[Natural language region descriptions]
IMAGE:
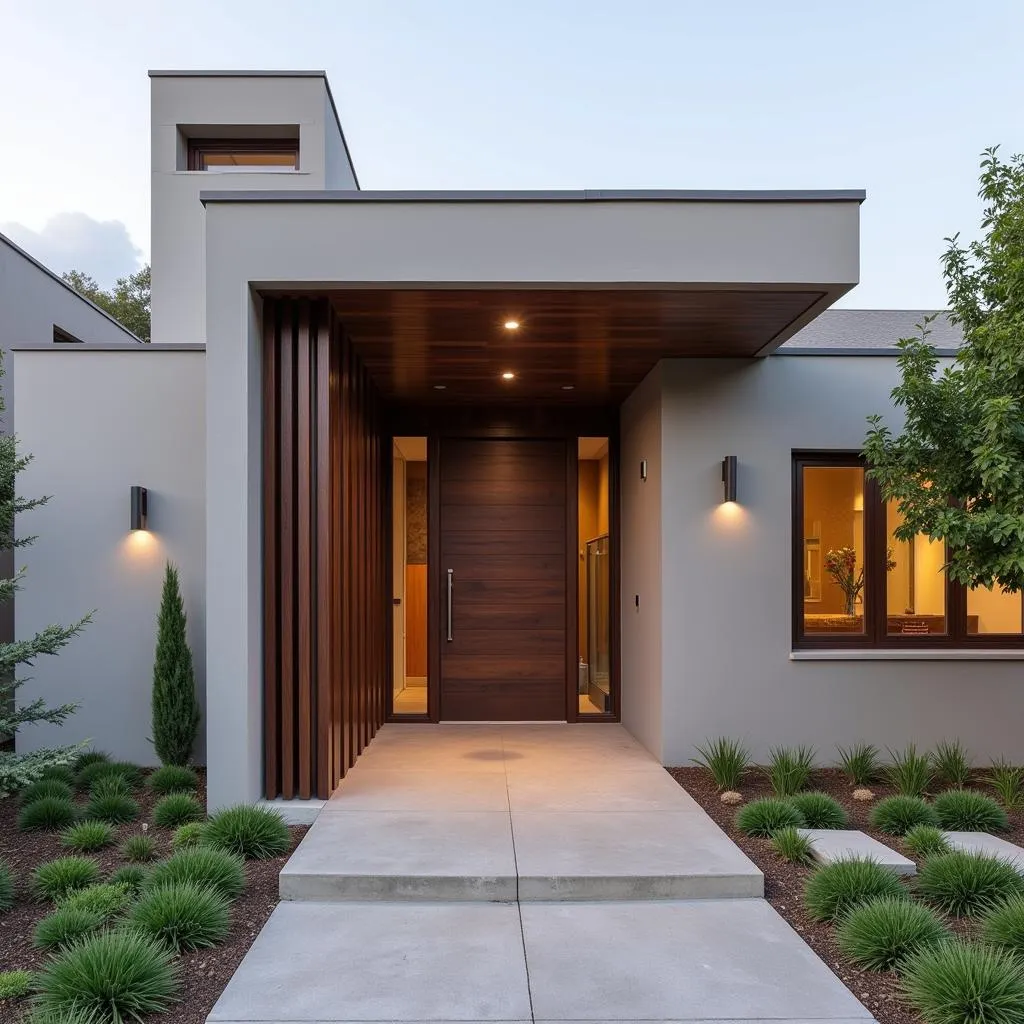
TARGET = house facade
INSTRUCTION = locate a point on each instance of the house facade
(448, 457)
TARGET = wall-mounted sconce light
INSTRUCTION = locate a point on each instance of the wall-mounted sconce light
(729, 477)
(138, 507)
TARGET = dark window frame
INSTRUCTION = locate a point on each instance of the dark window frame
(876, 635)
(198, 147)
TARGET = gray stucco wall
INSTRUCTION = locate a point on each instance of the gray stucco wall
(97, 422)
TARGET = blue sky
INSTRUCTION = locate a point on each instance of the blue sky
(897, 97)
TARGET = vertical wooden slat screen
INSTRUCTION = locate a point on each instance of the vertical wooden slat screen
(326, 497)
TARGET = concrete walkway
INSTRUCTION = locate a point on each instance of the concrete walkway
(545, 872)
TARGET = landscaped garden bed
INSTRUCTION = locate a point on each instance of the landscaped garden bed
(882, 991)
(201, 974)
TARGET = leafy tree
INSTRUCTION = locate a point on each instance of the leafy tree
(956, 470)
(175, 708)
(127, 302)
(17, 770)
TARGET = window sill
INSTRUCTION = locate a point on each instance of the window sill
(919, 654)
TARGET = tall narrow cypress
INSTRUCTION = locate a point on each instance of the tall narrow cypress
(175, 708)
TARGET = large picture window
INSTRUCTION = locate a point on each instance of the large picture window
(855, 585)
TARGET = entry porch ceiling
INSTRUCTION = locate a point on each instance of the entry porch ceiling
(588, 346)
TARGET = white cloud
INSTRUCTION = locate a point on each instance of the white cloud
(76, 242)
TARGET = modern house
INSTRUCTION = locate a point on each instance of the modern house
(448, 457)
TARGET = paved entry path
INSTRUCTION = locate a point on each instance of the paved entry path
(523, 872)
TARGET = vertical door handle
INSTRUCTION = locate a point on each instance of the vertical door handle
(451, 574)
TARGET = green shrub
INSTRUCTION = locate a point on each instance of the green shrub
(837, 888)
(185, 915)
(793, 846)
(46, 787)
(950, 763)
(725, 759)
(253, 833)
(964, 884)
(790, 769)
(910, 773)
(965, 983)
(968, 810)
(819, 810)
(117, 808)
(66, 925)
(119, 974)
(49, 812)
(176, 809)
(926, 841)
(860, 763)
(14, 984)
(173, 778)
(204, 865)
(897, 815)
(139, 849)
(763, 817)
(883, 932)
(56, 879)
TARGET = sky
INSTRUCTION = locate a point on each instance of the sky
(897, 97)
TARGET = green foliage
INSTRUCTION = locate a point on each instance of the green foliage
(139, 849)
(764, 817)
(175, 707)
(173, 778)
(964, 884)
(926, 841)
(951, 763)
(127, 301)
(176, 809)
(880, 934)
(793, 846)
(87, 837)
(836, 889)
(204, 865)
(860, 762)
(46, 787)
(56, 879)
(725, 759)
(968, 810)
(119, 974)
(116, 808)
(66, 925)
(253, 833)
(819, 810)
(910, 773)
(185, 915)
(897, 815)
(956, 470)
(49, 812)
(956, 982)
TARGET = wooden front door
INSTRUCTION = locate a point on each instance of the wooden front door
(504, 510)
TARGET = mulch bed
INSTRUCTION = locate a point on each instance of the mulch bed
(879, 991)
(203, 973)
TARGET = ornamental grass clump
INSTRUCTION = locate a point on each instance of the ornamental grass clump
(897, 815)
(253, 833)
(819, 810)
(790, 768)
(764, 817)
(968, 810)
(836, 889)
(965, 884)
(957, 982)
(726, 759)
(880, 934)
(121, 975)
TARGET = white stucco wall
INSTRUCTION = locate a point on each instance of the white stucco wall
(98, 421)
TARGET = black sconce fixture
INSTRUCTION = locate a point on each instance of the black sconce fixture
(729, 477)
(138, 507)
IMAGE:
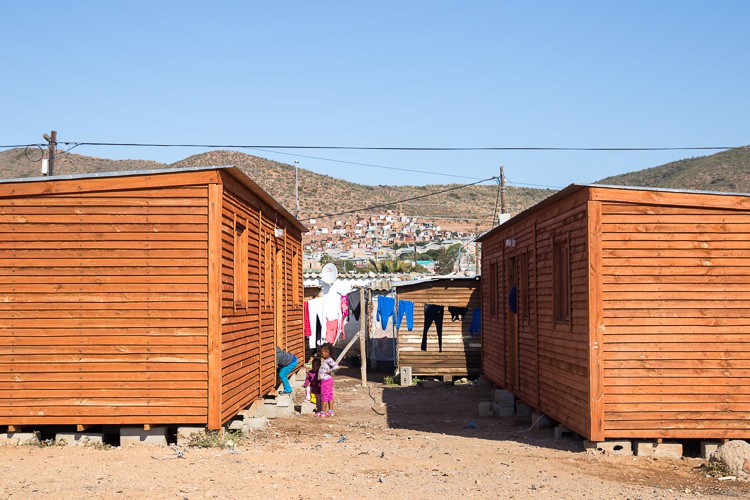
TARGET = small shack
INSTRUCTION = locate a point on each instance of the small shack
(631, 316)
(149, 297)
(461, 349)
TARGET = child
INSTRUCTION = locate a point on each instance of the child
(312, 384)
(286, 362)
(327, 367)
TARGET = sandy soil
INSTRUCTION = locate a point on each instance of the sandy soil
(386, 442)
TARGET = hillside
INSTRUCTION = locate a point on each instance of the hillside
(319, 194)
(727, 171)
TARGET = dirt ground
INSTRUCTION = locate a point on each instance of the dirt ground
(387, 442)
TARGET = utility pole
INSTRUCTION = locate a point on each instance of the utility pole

### [Aim of the task]
Each record should be given again exactly, with no picture carried over.

### [Output of the exercise]
IMAGE:
TARGET = house facade
INSTRUCTION = locate a point on each instance of the house facade
(448, 457)
TARGET = wall-mounted sconce light
INSTRUCTION = locate a point on each instance of the wall-mounted sconce light
(729, 477)
(138, 507)
TARGET = dark window frame
INSTRUCTION = locate a point on each instance of the dark window frame
(876, 635)
(198, 147)
TARGET = gray stucco wall
INSTRUCTION = locate a point on each instance of the gray stucco wall
(97, 422)
TARGET = blue sky
INSTRUCTION = locate a point on each instance of the blue sky
(897, 97)
TARGET = vertical wooden slat screen
INSTRUCTION = locate a point on each instance of the vertical wooden slat screen
(326, 497)
TARGET = concrete walkway
INSTRUCTION = locate a point on each instance of the concrete walkway
(545, 872)
TARGET = landscaped garden bed
INSTRUCTION = locate a point on each instance of the landscaped garden bed
(882, 991)
(201, 974)
TARGET = leafy tree
INSTRUCTION = locate a point on each instance of the leafy tree
(956, 470)
(175, 708)
(127, 302)
(17, 770)
TARGET = window sill
INSTRUCTION = locate a point on each instance of the window sill
(919, 654)
TARGET = tall narrow cypress
INSTRUCTION = locate a point on each instance of the tall narrow cypress
(175, 708)
TARGET = large picture window
INSTRUCTION = locate a point on each instance of the large picture window
(855, 585)
TARGET = entry porch ceiling
INSTRUCTION = locate a point on each instance of the entry porch ceiling
(588, 346)
TARGET = white cloud
INSTRUCTION = locate a point on each instance of the white cloud
(76, 242)
TARGET = modern house
INSTRUCTION = locate a point on each instance of the modern house
(448, 457)
TARGET = paved entry path
INSTRUCTION = locate a point on each instance of the paved entry path
(523, 872)
TARGET = vertical door handle
INSTRUCTION = locate a point on each instance of the vertical door handle
(451, 574)
TARGET = green shrub
INSTRUCTION = locate a point on each instance of the green shrub
(837, 888)
(185, 915)
(793, 846)
(46, 787)
(950, 763)
(725, 759)
(253, 833)
(964, 884)
(790, 769)
(910, 773)
(965, 983)
(968, 810)
(819, 810)
(117, 808)
(66, 925)
(119, 974)
(49, 812)
(176, 809)
(926, 841)
(860, 763)
(14, 984)
(173, 778)
(204, 865)
(897, 815)
(139, 849)
(763, 817)
(883, 932)
(56, 879)
TARGET = sky
INSTRUCTION = locate a point on each instance of the sky
(897, 97)
TARGET = green foliage
INSTRUCTION = locate a point on each instance of the green foliage
(139, 849)
(764, 817)
(175, 707)
(173, 778)
(964, 884)
(926, 841)
(951, 763)
(127, 301)
(176, 809)
(880, 934)
(793, 846)
(87, 837)
(836, 889)
(204, 865)
(860, 762)
(46, 787)
(56, 879)
(725, 759)
(968, 810)
(119, 974)
(116, 808)
(66, 925)
(253, 833)
(819, 810)
(910, 773)
(185, 915)
(897, 815)
(956, 470)
(49, 812)
(956, 982)
TARGET = wooden front door
INSTRUCTION = locate a point on each instance of the wooden front door
(504, 510)
TARGET = mulch bed
INSTRUCTION = locate a point on each instance of the mulch bed
(879, 991)
(203, 973)
TARGET = ornamental grass clump
INSTRUCTION = locate a point on each instance of the ornamental grass clump
(897, 815)
(253, 833)
(819, 810)
(790, 768)
(764, 817)
(968, 810)
(836, 889)
(965, 884)
(957, 982)
(726, 759)
(880, 934)
(121, 975)
TARGET = white stucco wall
INSTRUCTION = locate a point on each instance of the white stucco wall
(98, 421)
TARGET = black sconce fixture
INSTRUCTION = locate a point on each instance of the black sconce fixture
(729, 477)
(138, 507)
IMAGE:
TARGET = small shack
INSTRUCTION = locate a point on each instance of the small shack
(631, 316)
(149, 297)
(461, 349)
TARGET = child
INSTRUCTION = locate a point on each instance of the child
(312, 384)
(286, 362)
(327, 367)
TARGET = sandy soil
INSTRUCTION = locate a point on each instance of the sandy soil
(386, 442)
TARGET = hillside
INSTRUCTION = locate a point on each instance of the hillside
(319, 194)
(727, 171)
TARGET = dirt ground
INSTRUCTION = locate a point on each instance of the dirt ground
(387, 442)
TARGET = utility pole
INSTRUCTION = locate a point on each instance of the utility pole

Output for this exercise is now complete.